**DATA FOR PROCESSING:**

************

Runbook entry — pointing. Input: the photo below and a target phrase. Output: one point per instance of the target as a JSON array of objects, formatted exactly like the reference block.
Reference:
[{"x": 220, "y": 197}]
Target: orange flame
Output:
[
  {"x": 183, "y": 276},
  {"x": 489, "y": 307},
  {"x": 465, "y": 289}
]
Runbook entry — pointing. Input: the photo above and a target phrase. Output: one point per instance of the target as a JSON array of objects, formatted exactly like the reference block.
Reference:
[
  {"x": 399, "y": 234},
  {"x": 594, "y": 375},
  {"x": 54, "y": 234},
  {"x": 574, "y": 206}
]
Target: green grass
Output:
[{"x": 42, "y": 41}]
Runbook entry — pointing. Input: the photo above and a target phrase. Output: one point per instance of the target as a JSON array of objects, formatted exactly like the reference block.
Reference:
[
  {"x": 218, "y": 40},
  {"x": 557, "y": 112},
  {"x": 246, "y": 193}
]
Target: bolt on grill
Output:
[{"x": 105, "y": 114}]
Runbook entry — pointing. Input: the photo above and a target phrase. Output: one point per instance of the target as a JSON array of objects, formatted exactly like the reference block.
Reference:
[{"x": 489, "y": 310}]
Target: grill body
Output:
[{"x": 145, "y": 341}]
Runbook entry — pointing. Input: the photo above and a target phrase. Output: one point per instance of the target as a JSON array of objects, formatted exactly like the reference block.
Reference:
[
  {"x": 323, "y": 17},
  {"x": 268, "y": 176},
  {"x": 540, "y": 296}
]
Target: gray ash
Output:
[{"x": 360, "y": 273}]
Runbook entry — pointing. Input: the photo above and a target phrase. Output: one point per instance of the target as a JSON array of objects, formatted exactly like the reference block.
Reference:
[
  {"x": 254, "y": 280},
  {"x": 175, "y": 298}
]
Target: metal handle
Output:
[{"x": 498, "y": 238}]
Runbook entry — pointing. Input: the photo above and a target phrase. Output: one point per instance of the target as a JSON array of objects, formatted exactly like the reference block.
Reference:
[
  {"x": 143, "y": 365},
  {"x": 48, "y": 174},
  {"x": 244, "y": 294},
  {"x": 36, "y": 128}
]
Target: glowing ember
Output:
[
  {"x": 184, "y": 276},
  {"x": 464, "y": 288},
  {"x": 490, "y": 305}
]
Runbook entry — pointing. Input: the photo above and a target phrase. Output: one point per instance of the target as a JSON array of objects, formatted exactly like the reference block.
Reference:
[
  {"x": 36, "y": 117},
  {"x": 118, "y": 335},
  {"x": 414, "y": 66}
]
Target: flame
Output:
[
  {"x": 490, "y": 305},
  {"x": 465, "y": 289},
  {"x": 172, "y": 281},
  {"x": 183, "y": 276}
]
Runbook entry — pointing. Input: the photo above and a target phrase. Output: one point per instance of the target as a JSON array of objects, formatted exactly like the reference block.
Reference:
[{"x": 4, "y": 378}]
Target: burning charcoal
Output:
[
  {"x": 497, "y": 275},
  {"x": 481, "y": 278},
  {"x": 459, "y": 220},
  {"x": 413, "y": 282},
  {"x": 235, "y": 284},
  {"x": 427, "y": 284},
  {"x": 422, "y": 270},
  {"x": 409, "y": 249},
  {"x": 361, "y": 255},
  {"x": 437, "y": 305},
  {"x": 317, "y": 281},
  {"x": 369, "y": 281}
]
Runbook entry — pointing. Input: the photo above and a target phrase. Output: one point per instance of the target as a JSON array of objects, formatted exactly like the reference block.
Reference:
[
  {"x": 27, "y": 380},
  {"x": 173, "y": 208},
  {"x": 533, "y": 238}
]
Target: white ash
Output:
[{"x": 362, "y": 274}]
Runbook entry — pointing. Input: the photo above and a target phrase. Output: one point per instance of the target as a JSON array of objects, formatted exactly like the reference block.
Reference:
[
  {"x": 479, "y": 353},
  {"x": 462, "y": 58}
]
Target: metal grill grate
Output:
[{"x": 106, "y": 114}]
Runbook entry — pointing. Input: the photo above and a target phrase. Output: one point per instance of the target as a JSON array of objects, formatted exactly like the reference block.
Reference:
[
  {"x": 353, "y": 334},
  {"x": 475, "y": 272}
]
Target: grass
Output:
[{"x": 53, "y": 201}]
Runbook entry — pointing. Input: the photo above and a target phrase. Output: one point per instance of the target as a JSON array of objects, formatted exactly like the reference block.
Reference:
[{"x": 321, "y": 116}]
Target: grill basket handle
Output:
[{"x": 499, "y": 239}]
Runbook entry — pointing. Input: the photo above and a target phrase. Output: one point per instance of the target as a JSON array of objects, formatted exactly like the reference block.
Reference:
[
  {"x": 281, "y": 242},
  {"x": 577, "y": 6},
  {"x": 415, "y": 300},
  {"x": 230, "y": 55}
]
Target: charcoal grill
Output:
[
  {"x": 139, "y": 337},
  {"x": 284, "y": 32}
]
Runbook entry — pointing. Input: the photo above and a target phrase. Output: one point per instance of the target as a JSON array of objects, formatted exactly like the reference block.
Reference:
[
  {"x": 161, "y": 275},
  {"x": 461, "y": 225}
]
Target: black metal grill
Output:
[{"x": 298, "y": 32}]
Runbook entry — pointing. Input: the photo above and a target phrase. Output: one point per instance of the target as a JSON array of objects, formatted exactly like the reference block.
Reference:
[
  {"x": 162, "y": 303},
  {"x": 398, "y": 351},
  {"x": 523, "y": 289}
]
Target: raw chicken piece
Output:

************

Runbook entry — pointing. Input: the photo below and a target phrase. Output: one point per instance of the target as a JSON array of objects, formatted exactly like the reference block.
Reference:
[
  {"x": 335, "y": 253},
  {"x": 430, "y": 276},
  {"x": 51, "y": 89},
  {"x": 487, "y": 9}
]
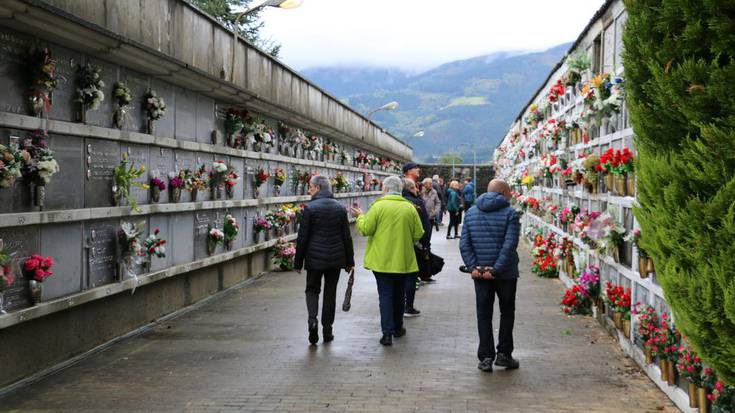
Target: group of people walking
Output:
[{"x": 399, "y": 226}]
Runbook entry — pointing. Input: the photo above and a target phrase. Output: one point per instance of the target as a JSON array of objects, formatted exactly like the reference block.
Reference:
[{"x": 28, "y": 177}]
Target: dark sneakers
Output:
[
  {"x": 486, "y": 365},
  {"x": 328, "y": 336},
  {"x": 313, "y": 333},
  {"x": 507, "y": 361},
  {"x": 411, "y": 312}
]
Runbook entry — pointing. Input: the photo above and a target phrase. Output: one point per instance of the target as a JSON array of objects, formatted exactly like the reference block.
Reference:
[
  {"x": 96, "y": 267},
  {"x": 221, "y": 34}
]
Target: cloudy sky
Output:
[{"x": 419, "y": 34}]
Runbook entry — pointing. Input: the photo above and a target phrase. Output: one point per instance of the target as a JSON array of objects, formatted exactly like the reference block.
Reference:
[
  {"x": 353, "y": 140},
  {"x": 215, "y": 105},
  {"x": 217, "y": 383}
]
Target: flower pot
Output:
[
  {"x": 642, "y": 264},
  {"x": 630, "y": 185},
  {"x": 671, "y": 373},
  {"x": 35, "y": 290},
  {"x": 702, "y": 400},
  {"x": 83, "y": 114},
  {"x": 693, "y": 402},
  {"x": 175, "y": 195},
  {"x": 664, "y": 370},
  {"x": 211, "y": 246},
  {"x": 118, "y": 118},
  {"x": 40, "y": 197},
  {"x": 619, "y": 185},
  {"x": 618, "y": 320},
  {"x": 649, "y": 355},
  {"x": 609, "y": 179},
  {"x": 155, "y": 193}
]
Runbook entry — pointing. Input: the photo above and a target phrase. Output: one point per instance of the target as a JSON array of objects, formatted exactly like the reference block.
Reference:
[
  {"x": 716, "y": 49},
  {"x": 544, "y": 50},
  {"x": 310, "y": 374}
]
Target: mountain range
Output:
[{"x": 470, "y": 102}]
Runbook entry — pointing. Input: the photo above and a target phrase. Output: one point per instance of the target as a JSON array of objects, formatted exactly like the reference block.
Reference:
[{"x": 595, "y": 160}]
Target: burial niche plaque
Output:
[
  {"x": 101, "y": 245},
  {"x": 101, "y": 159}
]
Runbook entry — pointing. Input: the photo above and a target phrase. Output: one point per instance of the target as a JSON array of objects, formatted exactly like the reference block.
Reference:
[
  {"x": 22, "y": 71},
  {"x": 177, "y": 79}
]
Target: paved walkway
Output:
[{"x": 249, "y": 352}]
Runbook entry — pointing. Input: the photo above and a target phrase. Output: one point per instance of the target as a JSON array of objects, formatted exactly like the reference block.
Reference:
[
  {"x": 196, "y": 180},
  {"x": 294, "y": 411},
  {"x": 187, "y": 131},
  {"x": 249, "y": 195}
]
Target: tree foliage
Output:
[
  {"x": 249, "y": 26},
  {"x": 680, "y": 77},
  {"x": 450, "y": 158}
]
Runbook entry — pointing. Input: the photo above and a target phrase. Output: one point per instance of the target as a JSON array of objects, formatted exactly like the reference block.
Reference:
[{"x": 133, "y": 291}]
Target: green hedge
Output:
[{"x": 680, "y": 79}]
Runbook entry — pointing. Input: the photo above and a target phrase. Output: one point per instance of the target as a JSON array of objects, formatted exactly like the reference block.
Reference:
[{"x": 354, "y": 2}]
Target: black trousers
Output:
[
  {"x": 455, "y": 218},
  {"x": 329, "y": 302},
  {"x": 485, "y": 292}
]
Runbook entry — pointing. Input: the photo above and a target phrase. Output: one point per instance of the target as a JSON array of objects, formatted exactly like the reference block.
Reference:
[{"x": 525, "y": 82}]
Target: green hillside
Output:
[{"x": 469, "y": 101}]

************

Please collect every line in the data above that contains the word "grill", and copy each one as it appears.

**RESPONSE:**
Target: bolt on grill
Target: grill body
Target: metal grill grate
Target: grill basket handle
Target: charcoal grill
Target: black metal grill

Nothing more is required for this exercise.